* Exercise text

----------------------------------------

As your dog or an outside cat can carry ticks into your home, always be on alert. Tweezers can often lead to the burrowed head detaching within your skin. Invest in the small plastic tick remover tool and remove ticks with ease and without leaving their head in your skin. 

Wasps and Hornets

Wasps and hornets are found in every state. They include yellow jackets, paper wasps, bald-faced hornets, and many other varieties. Generally, the stings are painful and will lead to swelling, but ice helps ease the discomfort and it doesn’t last too long.

What Are the Common Allergy Symptoms?

The most dangerous symptom is anaphylaxis. The allergic reaction is so severe that the airways can close up and the body can go into shock. If this is happening, use an EpiPen (epinephrine) if available, and get to the hospital. It’s more common for people to experience these symptoms.

  • Hives
  • Itching
  • Redness
  • Swelling
  • Pain

What To Do If You’re Bitten or Stung

Ideally, you want to avoid a bite or sting. If you’re outside, wear shoes. Don’t walk barefoot in the grass, and avoid open-toed sandals where insects can easily bite or sting your toes. 

During a picnic or backyard meal, don’t drink from a can as insects can crawl inside when you’re not looking. If you bring beverages, use a bottle and keep the cap on. Cover food plates when people are eating. Better, put foods back in the cooler to keep wasps and hornets from being attracted, especially to sugary items.

If you’re stung by a fire ant, the stings may be red and swollen to start. A fire ant sting will blister within four hours and may look like a pimple within a day. Don’t try to drain them. Apply an antibacterial cream and cover the blisters to avoid opening them. Topical corticosteroid ointments can help alleviate the discomfort.

If you’re out hiking, wear hiking shoes and long pants. Light-colored pants are ideal, and tuck your pant cuffs into the socks. If ticks get on you, it’s easy to spot them crawling up your legs. Remove them. An insect repellant with DEET helps keep ticks and biting flies away.

Minor allergic reactions don’t usually require medical attention. For most, washing the bite or sting and applying ice and an antihistamine cream is enough. If a bite or sting makes you feel dizzy or makes it hard to breathe, urgent medical attention is needed and a dose of epinephrine can save your life. Tell others if you are allergic to bee stings.

----------------------------------------

* Supplied information
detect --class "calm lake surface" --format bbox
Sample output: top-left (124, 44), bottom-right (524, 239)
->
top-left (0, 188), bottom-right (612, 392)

----------------------------------------

* Work task 1
Based on the text on insect bites and stings, answer yes or no for each statement and quote the words that decide it: (a) A fire ant sting will blister within four hours. (b) Dark-colored pants are best for hiking. (c) Minor allergic reactions usually require medical attention.
* Work task 2
Reproduce the part of the text on insect bites and stings starting with "If you’re stung" and going on through "alleviate the discomfort.", word for word.
This data has nothing to do with the text on insect bites and stings.

* Task output 1
(a) Yes: "A fire ant sting will blister within four hours"
(b) No: "Light-colored pants are ideal"
(c) No: "Minor allergic reactions don’t usually require medical attention."

* Task output 2
If you’re stung by a fire ant, the stings may be red and swollen to start. A fire ant sting will blister within four hours and may look like a pimple within a day. Don’t try to drain them. Apply an antibacterial cream and cover the blisters to avoid opening them. Topical corticosteroid ointments can help alleviate the discomfort.